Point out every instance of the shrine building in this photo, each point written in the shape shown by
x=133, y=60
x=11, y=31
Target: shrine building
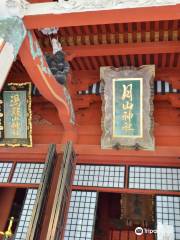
x=90, y=120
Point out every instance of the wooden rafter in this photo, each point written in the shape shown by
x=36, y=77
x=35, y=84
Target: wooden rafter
x=36, y=66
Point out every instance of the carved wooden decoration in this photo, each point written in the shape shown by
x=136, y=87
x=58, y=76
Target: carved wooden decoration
x=127, y=107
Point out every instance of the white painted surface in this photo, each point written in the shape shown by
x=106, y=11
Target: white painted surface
x=92, y=5
x=165, y=232
x=6, y=60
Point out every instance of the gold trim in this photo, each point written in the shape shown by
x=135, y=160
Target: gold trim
x=29, y=118
x=141, y=107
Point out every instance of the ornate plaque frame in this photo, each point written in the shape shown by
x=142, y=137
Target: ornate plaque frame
x=111, y=101
x=9, y=114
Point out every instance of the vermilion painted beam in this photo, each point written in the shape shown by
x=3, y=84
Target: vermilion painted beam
x=92, y=153
x=33, y=60
x=18, y=185
x=122, y=49
x=36, y=18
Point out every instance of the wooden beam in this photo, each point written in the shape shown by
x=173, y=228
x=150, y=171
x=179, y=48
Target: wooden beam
x=47, y=15
x=122, y=49
x=126, y=190
x=33, y=60
x=6, y=61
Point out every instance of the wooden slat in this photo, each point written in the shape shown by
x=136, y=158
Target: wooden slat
x=57, y=219
x=37, y=216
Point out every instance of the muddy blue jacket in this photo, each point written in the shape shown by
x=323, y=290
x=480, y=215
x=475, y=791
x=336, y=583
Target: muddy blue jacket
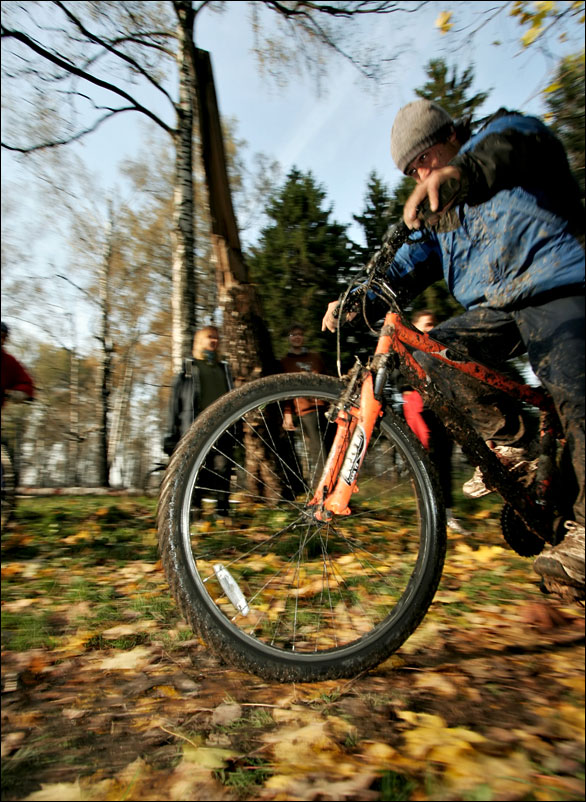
x=516, y=235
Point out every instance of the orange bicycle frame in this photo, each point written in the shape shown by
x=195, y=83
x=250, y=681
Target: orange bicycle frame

• Written request:
Set down the part that opens with the line containing "Point out every instance of the orange" and closes with the last line of the rows, both ends included, with every line unchanged.

• Finished exercise:
Point out every instance of the orange bicycle frame in this photo, each point written in the shape shown by
x=195, y=83
x=250, y=681
Target: orange bicycle frame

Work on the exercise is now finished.